### MATERIAL PROVIDED

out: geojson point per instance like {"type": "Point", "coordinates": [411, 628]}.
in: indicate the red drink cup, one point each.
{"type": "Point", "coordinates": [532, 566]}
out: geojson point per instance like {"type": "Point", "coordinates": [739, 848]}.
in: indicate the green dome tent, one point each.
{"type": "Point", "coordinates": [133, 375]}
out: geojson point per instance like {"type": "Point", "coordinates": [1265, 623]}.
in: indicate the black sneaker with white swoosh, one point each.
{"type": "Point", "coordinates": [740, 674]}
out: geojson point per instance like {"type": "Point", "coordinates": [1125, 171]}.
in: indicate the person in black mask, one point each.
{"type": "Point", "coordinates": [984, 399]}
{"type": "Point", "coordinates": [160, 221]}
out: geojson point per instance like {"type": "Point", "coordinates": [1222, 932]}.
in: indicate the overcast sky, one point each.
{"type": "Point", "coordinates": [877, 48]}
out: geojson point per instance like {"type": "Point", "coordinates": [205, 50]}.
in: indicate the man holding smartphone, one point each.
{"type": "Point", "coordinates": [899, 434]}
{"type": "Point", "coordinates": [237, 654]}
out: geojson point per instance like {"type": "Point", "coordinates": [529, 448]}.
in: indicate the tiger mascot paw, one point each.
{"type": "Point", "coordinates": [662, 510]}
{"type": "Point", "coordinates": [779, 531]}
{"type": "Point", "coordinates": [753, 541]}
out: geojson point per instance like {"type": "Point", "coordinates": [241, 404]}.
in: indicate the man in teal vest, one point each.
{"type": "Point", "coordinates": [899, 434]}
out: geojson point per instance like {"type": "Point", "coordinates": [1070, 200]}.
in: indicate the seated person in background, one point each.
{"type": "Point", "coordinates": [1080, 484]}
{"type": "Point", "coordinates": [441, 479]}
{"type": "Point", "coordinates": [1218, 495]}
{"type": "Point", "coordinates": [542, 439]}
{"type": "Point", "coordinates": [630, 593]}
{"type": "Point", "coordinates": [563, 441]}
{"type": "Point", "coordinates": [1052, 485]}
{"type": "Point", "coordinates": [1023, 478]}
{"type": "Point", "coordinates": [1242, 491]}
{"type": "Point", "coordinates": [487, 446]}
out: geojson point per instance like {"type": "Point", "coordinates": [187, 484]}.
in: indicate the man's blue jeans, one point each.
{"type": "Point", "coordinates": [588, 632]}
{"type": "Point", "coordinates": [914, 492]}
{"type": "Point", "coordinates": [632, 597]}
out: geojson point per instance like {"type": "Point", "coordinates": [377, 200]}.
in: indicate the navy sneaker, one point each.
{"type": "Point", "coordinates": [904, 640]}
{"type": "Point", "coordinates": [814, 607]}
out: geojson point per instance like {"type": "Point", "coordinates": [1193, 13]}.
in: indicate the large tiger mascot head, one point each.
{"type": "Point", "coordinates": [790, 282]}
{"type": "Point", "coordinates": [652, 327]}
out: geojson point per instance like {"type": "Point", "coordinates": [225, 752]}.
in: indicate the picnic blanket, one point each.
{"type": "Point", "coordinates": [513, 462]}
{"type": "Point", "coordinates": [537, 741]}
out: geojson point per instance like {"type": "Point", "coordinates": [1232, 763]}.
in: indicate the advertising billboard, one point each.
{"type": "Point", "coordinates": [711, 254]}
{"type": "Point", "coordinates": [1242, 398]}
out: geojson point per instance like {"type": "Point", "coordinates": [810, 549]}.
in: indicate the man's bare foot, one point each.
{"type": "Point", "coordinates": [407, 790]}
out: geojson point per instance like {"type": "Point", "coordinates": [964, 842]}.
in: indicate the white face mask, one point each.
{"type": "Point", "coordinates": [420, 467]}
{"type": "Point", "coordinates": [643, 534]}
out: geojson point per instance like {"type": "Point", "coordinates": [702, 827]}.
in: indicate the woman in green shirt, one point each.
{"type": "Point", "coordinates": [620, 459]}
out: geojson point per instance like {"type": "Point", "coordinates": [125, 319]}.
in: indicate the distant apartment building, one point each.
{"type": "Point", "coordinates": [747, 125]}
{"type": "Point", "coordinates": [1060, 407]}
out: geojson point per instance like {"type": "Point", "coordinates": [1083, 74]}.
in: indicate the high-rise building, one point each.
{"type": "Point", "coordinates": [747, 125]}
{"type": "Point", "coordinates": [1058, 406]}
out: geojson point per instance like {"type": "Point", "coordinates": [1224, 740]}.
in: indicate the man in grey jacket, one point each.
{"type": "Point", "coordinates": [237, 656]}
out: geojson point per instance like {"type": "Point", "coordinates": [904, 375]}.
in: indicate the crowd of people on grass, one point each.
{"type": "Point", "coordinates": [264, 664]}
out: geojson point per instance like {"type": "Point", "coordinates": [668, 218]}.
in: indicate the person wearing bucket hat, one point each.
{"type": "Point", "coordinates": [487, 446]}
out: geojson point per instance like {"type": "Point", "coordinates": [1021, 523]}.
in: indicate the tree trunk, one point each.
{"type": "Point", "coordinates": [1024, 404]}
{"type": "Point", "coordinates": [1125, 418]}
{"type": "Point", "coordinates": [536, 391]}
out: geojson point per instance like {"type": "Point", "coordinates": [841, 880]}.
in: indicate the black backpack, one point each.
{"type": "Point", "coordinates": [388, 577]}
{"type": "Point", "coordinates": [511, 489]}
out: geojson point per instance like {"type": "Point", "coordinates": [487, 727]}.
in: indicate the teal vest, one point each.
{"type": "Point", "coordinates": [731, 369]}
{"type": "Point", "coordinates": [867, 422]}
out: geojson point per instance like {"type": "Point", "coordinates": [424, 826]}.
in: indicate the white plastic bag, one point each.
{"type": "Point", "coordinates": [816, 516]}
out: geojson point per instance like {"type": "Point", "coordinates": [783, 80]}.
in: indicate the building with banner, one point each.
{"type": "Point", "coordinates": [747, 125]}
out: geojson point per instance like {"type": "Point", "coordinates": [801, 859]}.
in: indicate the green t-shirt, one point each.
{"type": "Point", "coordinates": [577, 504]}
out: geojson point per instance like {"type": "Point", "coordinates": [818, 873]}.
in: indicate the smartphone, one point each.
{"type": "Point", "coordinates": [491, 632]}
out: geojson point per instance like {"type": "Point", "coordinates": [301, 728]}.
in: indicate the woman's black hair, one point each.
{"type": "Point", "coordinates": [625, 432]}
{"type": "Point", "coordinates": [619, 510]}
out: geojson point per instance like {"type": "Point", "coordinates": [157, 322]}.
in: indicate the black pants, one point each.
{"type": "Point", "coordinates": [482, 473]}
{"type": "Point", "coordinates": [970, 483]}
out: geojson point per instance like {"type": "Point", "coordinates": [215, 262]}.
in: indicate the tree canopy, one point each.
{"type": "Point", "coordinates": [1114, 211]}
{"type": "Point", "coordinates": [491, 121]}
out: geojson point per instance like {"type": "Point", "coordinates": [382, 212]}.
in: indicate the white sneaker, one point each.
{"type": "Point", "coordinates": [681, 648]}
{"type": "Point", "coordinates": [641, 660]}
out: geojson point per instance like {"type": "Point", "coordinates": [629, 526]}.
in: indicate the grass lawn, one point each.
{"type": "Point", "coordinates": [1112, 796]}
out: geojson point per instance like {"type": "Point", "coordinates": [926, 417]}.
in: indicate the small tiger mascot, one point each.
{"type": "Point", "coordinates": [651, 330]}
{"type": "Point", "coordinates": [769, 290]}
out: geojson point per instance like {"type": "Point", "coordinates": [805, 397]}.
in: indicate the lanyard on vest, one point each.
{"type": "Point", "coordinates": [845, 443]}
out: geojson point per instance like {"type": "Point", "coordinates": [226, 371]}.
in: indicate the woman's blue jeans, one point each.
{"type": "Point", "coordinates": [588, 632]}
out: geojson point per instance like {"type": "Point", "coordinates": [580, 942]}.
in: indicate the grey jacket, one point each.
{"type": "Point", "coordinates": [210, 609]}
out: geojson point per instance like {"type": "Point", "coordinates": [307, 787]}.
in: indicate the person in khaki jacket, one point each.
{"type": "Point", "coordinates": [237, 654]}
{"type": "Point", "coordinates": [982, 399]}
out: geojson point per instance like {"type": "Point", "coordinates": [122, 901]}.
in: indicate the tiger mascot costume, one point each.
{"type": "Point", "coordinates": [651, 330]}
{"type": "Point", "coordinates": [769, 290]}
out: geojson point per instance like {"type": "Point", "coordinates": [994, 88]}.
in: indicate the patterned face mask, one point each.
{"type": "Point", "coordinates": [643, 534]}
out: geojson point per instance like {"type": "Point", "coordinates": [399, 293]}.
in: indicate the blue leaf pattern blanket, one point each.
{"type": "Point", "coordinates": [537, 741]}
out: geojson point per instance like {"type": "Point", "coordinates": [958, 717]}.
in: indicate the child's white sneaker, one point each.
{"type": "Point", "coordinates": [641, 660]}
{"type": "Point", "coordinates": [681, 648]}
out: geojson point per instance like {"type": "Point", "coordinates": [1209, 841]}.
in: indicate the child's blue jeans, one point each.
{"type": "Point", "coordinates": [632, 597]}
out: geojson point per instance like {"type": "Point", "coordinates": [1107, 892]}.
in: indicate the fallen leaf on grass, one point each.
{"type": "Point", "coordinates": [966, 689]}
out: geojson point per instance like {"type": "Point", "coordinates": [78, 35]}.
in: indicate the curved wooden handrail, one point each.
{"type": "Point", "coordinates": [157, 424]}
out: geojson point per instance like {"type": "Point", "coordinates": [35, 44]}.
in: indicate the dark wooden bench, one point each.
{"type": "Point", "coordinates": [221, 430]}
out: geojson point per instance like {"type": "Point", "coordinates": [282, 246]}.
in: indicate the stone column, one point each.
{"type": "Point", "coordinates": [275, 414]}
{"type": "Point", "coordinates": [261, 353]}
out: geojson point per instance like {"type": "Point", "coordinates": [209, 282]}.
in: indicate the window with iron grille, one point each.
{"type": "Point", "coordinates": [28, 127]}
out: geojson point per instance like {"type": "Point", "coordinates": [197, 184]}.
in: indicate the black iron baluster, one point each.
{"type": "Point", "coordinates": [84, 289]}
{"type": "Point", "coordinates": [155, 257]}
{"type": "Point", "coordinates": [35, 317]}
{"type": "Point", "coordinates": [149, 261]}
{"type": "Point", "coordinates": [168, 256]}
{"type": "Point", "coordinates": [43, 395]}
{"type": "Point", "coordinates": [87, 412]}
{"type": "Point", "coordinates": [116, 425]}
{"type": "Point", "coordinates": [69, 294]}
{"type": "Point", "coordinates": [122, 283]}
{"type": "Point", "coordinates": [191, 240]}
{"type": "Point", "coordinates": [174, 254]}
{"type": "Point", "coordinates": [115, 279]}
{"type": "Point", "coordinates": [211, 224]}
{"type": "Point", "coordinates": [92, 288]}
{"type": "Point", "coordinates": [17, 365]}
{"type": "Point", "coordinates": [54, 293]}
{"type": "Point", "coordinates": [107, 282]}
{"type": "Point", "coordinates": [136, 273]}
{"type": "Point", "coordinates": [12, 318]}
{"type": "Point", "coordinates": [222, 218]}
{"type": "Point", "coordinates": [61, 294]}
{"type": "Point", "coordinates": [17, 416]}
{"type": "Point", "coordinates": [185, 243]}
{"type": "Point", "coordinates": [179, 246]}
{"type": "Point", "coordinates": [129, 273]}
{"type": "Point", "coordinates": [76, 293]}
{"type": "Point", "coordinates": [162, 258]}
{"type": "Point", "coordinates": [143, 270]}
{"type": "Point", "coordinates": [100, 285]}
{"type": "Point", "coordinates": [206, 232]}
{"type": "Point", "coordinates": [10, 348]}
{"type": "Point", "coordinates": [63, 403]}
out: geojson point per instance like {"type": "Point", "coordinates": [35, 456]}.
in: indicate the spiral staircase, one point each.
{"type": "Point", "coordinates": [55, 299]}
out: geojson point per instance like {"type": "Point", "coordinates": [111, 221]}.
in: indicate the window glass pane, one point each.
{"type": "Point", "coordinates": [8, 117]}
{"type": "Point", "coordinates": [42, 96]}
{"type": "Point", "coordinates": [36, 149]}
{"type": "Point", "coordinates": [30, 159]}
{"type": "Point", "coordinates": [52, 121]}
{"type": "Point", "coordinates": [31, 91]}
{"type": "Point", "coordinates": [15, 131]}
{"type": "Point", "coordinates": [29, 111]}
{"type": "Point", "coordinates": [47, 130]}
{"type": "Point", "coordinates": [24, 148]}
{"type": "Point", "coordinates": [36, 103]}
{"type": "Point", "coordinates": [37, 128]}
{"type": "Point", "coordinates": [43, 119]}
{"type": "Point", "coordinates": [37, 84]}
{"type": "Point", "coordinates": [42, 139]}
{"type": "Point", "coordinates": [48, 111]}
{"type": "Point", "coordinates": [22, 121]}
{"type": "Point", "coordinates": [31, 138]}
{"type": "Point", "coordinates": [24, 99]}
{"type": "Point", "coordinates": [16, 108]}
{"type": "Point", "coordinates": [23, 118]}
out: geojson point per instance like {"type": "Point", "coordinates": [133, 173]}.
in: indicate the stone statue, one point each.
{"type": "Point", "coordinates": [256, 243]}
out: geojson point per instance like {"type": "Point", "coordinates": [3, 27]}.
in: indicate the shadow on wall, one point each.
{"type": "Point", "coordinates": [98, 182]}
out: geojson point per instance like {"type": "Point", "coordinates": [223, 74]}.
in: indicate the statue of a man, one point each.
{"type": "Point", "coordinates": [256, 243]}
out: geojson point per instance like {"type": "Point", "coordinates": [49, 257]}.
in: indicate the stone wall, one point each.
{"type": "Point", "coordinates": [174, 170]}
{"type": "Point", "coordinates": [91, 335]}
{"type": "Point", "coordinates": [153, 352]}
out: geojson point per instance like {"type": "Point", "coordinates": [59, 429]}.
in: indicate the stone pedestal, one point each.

### WHAT THE TASK ASKS
Please pull out every line of the items above that contains the string "face", treating case as significant.

### RESULT FOR THIS TASK
in: indicate the white face mask, one point each.
in: indicate the patterned face mask, one point each.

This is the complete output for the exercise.